EXERCISE BRIEF =>
Write out again, exactly as they stand, the line that includes "Task: mark each instance of the wooden dining" and all remaining lines of the entries.

Referring expression pointing data =>
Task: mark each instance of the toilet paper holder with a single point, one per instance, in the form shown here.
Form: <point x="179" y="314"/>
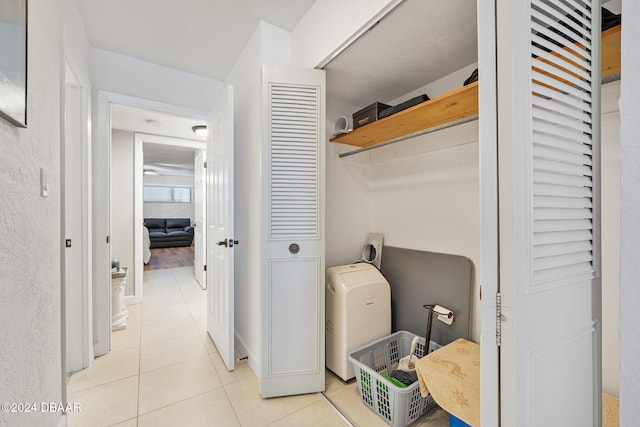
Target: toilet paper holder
<point x="444" y="315"/>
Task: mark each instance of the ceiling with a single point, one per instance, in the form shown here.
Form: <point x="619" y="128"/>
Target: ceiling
<point x="203" y="37"/>
<point x="417" y="43"/>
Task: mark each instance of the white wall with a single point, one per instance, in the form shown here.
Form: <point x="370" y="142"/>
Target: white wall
<point x="30" y="252"/>
<point x="139" y="83"/>
<point x="129" y="76"/>
<point x="122" y="198"/>
<point x="269" y="45"/>
<point x="346" y="196"/>
<point x="629" y="224"/>
<point x="169" y="210"/>
<point x="329" y="24"/>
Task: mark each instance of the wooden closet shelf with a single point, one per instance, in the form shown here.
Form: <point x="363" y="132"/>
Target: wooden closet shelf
<point x="455" y="105"/>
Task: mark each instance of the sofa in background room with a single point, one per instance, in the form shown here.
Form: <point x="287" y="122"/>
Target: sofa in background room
<point x="169" y="232"/>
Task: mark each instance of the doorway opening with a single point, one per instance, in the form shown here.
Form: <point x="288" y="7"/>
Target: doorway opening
<point x="154" y="160"/>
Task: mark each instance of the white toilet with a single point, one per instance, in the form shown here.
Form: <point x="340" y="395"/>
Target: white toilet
<point x="358" y="311"/>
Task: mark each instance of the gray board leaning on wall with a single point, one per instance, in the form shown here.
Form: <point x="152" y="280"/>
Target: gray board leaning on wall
<point x="420" y="277"/>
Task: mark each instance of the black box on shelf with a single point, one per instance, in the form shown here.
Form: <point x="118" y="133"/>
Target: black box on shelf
<point x="368" y="114"/>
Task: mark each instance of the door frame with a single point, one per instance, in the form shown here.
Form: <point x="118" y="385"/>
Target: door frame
<point x="138" y="209"/>
<point x="489" y="221"/>
<point x="102" y="204"/>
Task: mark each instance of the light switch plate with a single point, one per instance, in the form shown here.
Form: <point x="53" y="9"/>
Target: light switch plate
<point x="44" y="183"/>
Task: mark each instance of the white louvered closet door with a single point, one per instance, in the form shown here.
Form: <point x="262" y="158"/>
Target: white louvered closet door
<point x="293" y="236"/>
<point x="549" y="206"/>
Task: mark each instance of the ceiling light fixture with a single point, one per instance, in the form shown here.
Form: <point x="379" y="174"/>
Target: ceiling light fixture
<point x="200" y="130"/>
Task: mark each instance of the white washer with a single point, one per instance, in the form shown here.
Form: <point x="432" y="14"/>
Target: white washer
<point x="358" y="311"/>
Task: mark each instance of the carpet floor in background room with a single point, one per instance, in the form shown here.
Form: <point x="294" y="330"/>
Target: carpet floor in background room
<point x="164" y="258"/>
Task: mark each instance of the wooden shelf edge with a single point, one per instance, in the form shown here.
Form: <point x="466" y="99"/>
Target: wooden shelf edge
<point x="454" y="105"/>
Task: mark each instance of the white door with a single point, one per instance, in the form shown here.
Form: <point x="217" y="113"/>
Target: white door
<point x="220" y="238"/>
<point x="292" y="296"/>
<point x="77" y="356"/>
<point x="199" y="196"/>
<point x="548" y="151"/>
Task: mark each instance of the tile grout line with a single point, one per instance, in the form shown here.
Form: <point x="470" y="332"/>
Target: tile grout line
<point x="342" y="415"/>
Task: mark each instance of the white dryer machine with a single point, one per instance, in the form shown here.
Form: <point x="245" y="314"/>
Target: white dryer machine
<point x="358" y="311"/>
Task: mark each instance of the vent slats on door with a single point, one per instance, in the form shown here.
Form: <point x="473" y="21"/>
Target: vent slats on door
<point x="562" y="145"/>
<point x="294" y="142"/>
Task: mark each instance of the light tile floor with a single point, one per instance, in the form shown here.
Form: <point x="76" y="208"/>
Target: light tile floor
<point x="163" y="370"/>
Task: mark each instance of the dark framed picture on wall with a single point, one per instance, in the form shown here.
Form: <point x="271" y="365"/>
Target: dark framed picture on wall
<point x="13" y="61"/>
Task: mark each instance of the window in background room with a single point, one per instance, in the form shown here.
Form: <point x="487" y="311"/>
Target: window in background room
<point x="160" y="194"/>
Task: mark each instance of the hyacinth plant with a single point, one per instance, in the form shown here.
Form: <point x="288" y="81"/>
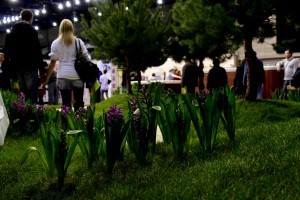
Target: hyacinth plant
<point x="143" y="114"/>
<point x="163" y="121"/>
<point x="205" y="115"/>
<point x="91" y="140"/>
<point x="178" y="122"/>
<point x="115" y="132"/>
<point x="58" y="144"/>
<point x="228" y="115"/>
<point x="24" y="115"/>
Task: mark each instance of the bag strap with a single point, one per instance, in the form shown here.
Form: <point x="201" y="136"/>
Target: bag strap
<point x="77" y="52"/>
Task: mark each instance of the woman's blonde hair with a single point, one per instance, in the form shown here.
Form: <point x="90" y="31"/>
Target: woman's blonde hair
<point x="66" y="31"/>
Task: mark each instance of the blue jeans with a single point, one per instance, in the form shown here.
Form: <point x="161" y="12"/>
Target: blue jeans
<point x="52" y="93"/>
<point x="28" y="83"/>
<point x="66" y="88"/>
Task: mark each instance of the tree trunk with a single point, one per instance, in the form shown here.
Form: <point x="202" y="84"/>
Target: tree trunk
<point x="128" y="78"/>
<point x="251" y="91"/>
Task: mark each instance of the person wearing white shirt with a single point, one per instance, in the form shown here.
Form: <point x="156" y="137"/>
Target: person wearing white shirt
<point x="290" y="65"/>
<point x="104" y="85"/>
<point x="63" y="50"/>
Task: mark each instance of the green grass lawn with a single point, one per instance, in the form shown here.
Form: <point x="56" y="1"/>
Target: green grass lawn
<point x="263" y="163"/>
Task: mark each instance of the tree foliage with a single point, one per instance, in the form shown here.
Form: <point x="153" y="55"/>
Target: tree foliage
<point x="128" y="33"/>
<point x="206" y="29"/>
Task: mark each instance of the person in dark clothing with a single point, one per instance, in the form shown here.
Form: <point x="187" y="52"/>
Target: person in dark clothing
<point x="4" y="73"/>
<point x="240" y="81"/>
<point x="217" y="76"/>
<point x="190" y="75"/>
<point x="23" y="48"/>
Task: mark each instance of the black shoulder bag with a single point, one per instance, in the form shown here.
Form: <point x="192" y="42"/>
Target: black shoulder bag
<point x="87" y="70"/>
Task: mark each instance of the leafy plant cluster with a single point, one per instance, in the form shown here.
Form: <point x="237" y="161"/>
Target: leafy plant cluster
<point x="293" y="95"/>
<point x="23" y="115"/>
<point x="104" y="138"/>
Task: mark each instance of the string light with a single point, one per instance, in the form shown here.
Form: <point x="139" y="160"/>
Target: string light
<point x="7" y="20"/>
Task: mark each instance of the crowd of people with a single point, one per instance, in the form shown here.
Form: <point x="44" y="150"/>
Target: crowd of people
<point x="22" y="61"/>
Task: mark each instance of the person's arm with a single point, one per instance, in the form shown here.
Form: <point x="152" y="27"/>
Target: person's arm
<point x="49" y="71"/>
<point x="175" y="76"/>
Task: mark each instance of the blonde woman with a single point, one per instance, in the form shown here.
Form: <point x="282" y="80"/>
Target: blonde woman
<point x="63" y="50"/>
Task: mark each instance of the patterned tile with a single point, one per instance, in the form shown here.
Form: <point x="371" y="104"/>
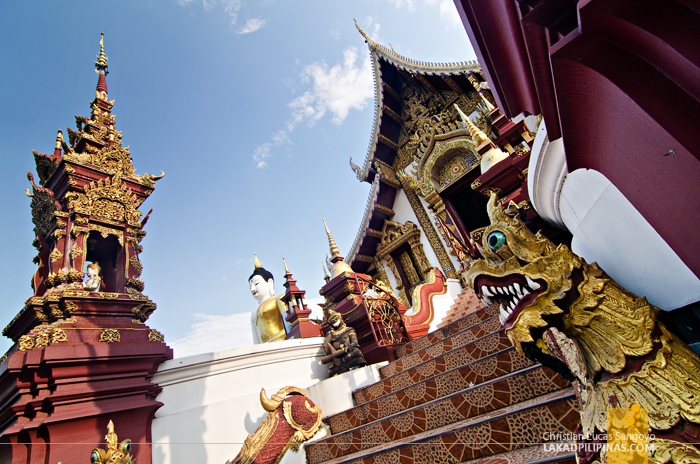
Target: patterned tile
<point x="460" y="325"/>
<point x="484" y="399"/>
<point x="501" y="431"/>
<point x="477" y="338"/>
<point x="453" y="359"/>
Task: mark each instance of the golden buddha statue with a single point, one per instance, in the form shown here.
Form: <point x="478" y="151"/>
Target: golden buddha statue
<point x="268" y="319"/>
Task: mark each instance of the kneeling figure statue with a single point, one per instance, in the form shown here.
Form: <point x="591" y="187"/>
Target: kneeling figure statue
<point x="341" y="346"/>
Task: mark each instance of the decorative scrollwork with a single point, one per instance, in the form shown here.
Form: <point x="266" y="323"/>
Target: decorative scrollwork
<point x="110" y="336"/>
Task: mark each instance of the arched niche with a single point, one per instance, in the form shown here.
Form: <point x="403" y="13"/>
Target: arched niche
<point x="107" y="250"/>
<point x="448" y="166"/>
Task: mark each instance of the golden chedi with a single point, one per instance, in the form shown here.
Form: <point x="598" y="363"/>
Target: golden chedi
<point x="268" y="318"/>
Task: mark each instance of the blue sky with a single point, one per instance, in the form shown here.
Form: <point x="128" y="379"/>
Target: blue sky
<point x="252" y="109"/>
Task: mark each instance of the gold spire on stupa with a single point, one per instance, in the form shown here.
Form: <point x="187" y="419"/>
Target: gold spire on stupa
<point x="334" y="248"/>
<point x="101" y="63"/>
<point x="478" y="136"/>
<point x="339" y="267"/>
<point x="370" y="42"/>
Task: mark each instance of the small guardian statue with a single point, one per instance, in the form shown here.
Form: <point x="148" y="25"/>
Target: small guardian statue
<point x="341" y="346"/>
<point x="94" y="280"/>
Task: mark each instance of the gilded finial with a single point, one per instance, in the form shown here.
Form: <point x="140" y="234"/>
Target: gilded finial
<point x="370" y="42"/>
<point x="478" y="136"/>
<point x="111" y="437"/>
<point x="334" y="248"/>
<point x="101" y="63"/>
<point x="116" y="453"/>
<point x="59" y="139"/>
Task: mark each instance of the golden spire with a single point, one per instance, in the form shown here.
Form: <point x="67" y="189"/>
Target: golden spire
<point x="370" y="42"/>
<point x="101" y="63"/>
<point x="59" y="139"/>
<point x="334" y="248"/>
<point x="111" y="437"/>
<point x="478" y="136"/>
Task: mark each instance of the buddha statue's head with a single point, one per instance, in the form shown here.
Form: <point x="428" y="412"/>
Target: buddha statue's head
<point x="261" y="282"/>
<point x="93" y="270"/>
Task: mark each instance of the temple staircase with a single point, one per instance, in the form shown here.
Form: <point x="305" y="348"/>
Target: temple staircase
<point x="459" y="394"/>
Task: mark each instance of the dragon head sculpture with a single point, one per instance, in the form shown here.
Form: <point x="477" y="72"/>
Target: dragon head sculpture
<point x="565" y="313"/>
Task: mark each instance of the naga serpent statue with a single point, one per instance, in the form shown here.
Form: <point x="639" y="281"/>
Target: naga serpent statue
<point x="569" y="315"/>
<point x="292" y="419"/>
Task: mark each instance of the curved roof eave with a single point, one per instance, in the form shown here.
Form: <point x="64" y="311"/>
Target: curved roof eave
<point x="369" y="210"/>
<point x="378" y="51"/>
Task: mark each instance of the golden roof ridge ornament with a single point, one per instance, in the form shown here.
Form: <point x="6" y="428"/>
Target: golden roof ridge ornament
<point x="372" y="44"/>
<point x="101" y="63"/>
<point x="478" y="136"/>
<point x="335" y="252"/>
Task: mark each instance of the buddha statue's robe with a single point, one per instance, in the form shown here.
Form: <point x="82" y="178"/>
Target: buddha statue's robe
<point x="267" y="320"/>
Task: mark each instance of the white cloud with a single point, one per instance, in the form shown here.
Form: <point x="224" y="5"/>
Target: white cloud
<point x="410" y="5"/>
<point x="231" y="7"/>
<point x="252" y="25"/>
<point x="261" y="154"/>
<point x="214" y="333"/>
<point x="449" y="14"/>
<point x="337" y="90"/>
<point x="448" y="10"/>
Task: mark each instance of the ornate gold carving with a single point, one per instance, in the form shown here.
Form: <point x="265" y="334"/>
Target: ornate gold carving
<point x="155" y="336"/>
<point x="384" y="210"/>
<point x="601" y="330"/>
<point x="43" y="207"/>
<point x="58" y="335"/>
<point x="116" y="453"/>
<point x="136" y="283"/>
<point x="74" y="294"/>
<point x="301" y="434"/>
<point x="43" y="335"/>
<point x="76" y="251"/>
<point x="110" y="335"/>
<point x="138" y="267"/>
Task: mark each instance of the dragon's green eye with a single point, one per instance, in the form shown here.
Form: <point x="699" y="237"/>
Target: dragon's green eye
<point x="496" y="240"/>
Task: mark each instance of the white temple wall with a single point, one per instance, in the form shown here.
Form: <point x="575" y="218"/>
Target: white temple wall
<point x="214" y="397"/>
<point x="607" y="228"/>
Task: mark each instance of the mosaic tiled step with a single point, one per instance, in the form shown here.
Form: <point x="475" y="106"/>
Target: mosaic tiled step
<point x="453" y="359"/>
<point x="507" y="429"/>
<point x="471" y="402"/>
<point x="481" y="392"/>
<point x="531" y="455"/>
<point x="440" y="334"/>
<point x="467" y="302"/>
<point x="477" y="335"/>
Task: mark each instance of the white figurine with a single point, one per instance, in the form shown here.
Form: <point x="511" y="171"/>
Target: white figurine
<point x="94" y="280"/>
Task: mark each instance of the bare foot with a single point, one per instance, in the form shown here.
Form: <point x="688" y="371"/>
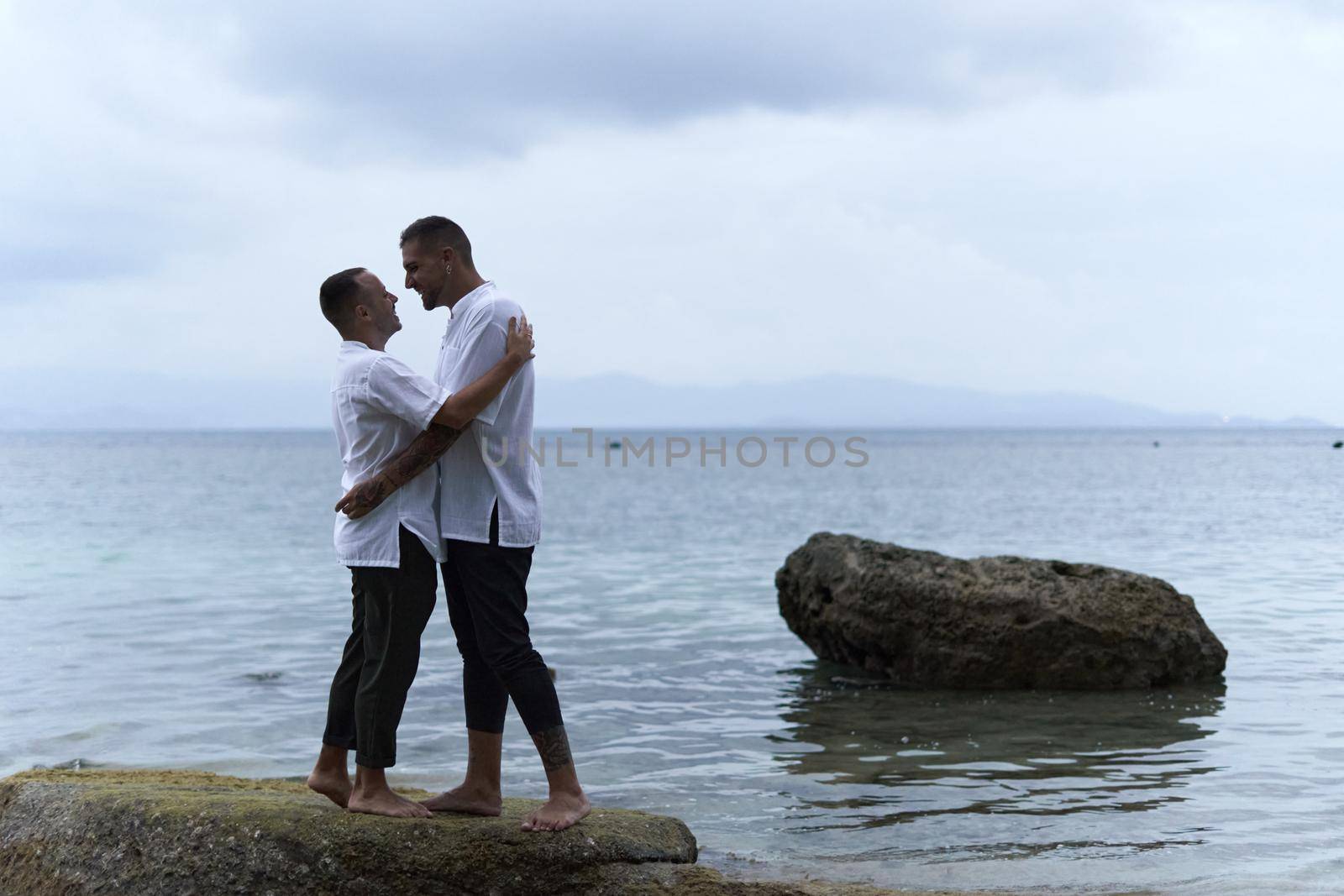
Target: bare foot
<point x="465" y="799"/>
<point x="385" y="802"/>
<point x="331" y="785"/>
<point x="558" y="813"/>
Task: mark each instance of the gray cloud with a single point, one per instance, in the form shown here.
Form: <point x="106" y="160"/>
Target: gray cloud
<point x="507" y="74"/>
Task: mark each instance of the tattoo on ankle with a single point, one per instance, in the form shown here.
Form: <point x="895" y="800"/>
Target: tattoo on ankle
<point x="554" y="747"/>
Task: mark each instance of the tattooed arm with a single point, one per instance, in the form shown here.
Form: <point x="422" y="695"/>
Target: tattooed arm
<point x="448" y="425"/>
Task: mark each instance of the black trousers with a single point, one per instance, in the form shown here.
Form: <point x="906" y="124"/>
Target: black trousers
<point x="487" y="605"/>
<point x="391" y="609"/>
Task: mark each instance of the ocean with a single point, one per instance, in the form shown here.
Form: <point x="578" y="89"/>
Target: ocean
<point x="171" y="600"/>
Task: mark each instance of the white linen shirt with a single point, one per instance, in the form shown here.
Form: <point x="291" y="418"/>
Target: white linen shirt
<point x="470" y="485"/>
<point x="378" y="406"/>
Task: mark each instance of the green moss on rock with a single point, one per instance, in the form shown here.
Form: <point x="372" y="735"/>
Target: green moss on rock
<point x="183" y="833"/>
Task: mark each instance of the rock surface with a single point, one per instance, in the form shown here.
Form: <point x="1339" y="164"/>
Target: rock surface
<point x="931" y="621"/>
<point x="151" y="833"/>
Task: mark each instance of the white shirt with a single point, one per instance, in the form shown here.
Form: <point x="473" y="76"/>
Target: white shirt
<point x="470" y="485"/>
<point x="378" y="406"/>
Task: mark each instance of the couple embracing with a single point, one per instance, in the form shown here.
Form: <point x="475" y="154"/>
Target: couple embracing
<point x="423" y="500"/>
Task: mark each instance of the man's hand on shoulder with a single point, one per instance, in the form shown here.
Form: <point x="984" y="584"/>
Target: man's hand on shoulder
<point x="365" y="497"/>
<point x="517" y="343"/>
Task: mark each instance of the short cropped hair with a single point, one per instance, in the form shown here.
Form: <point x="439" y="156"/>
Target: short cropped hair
<point x="339" y="293"/>
<point x="438" y="231"/>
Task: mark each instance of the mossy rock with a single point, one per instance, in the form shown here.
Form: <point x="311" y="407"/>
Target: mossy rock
<point x="194" y="833"/>
<point x="156" y="832"/>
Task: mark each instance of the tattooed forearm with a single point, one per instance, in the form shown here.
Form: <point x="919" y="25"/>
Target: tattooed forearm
<point x="554" y="747"/>
<point x="420" y="454"/>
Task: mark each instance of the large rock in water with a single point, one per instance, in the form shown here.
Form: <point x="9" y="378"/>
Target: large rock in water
<point x="183" y="833"/>
<point x="931" y="621"/>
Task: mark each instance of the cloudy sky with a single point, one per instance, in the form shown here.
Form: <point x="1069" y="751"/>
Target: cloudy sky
<point x="1133" y="199"/>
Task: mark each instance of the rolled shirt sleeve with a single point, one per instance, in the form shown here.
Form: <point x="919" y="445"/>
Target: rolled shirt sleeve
<point x="398" y="390"/>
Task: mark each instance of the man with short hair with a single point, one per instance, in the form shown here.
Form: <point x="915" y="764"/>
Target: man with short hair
<point x="491" y="520"/>
<point x="378" y="407"/>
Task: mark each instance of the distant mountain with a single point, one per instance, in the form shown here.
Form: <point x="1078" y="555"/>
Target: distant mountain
<point x="844" y="402"/>
<point x="46" y="399"/>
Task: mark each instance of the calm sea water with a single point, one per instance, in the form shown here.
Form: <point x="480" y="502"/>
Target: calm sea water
<point x="172" y="600"/>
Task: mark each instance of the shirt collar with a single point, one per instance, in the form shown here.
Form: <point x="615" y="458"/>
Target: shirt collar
<point x="465" y="302"/>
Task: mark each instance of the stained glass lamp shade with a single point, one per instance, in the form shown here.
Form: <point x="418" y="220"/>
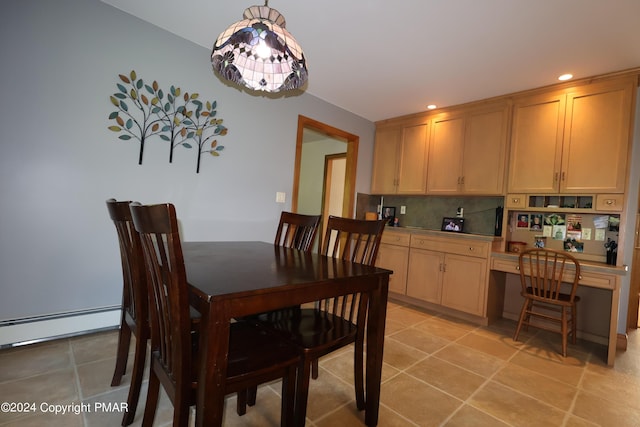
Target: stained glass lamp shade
<point x="259" y="53"/>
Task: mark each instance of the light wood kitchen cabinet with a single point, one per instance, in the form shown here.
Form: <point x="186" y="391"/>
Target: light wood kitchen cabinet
<point x="400" y="159"/>
<point x="574" y="140"/>
<point x="450" y="272"/>
<point x="467" y="151"/>
<point x="424" y="277"/>
<point x="393" y="254"/>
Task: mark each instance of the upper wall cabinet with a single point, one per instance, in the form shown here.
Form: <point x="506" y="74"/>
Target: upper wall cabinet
<point x="467" y="151"/>
<point x="572" y="141"/>
<point x="400" y="159"/>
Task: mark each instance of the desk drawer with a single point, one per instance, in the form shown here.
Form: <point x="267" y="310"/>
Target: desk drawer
<point x="587" y="278"/>
<point x="399" y="239"/>
<point x="460" y="247"/>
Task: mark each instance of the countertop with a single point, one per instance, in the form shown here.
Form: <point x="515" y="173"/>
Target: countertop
<point x="597" y="267"/>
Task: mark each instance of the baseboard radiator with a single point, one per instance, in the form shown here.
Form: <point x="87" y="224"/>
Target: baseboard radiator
<point x="28" y="330"/>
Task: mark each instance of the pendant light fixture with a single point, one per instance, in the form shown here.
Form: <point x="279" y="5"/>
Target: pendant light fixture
<point x="259" y="53"/>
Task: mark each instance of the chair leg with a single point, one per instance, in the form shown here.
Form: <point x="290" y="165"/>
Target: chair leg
<point x="152" y="400"/>
<point x="241" y="406"/>
<point x="358" y="373"/>
<point x="288" y="398"/>
<point x="523" y="313"/>
<point x="124" y="338"/>
<point x="574" y="320"/>
<point x="136" y="378"/>
<point x="565" y="331"/>
<point x="181" y="411"/>
<point x="302" y="392"/>
<point x="252" y="395"/>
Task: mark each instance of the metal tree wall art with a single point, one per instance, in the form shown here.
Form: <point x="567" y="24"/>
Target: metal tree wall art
<point x="143" y="112"/>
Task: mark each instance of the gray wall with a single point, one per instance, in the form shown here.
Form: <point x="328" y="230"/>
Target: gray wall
<point x="59" y="162"/>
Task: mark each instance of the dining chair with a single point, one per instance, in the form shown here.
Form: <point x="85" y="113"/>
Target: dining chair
<point x="255" y="356"/>
<point x="542" y="274"/>
<point x="334" y="323"/>
<point x="134" y="318"/>
<point x="297" y="230"/>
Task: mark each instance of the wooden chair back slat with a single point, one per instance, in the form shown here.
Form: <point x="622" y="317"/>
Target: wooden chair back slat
<point x="297" y="230"/>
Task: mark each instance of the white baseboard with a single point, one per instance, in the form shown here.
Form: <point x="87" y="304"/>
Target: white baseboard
<point x="25" y="331"/>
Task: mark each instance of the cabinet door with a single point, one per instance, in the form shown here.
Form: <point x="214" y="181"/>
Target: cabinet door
<point x="394" y="258"/>
<point x="464" y="283"/>
<point x="445" y="155"/>
<point x="412" y="173"/>
<point x="536" y="144"/>
<point x="484" y="155"/>
<point x="385" y="160"/>
<point x="424" y="278"/>
<point x="596" y="139"/>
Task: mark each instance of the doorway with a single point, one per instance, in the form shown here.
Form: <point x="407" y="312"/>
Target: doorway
<point x="325" y="136"/>
<point x="333" y="188"/>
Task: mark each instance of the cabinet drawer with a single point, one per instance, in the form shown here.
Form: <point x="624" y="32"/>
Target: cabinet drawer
<point x="609" y="202"/>
<point x="460" y="247"/>
<point x="400" y="239"/>
<point x="518" y="201"/>
<point x="587" y="278"/>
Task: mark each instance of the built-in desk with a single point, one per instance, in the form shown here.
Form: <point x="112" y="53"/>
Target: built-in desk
<point x="591" y="274"/>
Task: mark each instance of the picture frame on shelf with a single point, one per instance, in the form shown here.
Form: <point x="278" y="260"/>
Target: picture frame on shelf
<point x="389" y="214"/>
<point x="451" y="224"/>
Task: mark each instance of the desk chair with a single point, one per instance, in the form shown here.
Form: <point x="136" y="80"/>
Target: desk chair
<point x="254" y="357"/>
<point x="542" y="272"/>
<point x="335" y="323"/>
<point x="135" y="317"/>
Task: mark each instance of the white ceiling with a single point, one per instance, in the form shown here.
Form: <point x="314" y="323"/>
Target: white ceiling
<point x="384" y="59"/>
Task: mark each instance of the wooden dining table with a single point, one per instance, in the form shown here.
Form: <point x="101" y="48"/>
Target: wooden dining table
<point x="233" y="279"/>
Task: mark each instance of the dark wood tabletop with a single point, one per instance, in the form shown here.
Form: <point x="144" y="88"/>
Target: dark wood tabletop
<point x="232" y="279"/>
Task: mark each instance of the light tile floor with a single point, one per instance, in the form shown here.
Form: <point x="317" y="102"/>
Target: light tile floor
<point x="437" y="372"/>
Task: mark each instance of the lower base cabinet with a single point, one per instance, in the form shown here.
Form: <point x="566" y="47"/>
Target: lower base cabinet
<point x="393" y="255"/>
<point x="441" y="270"/>
<point x="453" y="281"/>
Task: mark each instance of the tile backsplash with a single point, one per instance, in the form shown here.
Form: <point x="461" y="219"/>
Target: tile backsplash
<point x="427" y="211"/>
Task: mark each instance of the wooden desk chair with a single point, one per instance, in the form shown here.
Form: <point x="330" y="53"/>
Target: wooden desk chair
<point x="135" y="317"/>
<point x="254" y="357"/>
<point x="333" y="323"/>
<point x="542" y="272"/>
<point x="297" y="231"/>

YOUR RESPONSE =>
Task: mark each instance of the wooden dining table with a single point, one per instance, in the form shown here.
Form: <point x="101" y="48"/>
Target: wooden dining table
<point x="233" y="279"/>
Task: mark each instance of the dark wood tabletop with a single point, one per instance, in the form shown here.
Form: <point x="144" y="88"/>
Target: dark wood tabletop
<point x="232" y="279"/>
Task: mark each instance of the light tile floor with a single point, one per instance, in the form shown here.
Form: <point x="317" y="102"/>
Target: light tile floor
<point x="437" y="372"/>
Task: mark each instance of the lower base cabinet with a single point, one per instance, in the form shown here.
Form: <point x="566" y="47"/>
Target: lower base cabinet
<point x="393" y="255"/>
<point x="441" y="270"/>
<point x="453" y="281"/>
Task: mark each instance of the tile backsplash with a single point, one per instance, in the form shown here.
Form: <point x="461" y="219"/>
Target: tile backsplash
<point x="427" y="211"/>
Task: mark each instance of the wooden desk chair with a single point, one per instance, in the form shown here.
Form: <point x="330" y="53"/>
Target: wooden desk chair
<point x="135" y="317"/>
<point x="254" y="357"/>
<point x="333" y="323"/>
<point x="542" y="272"/>
<point x="297" y="231"/>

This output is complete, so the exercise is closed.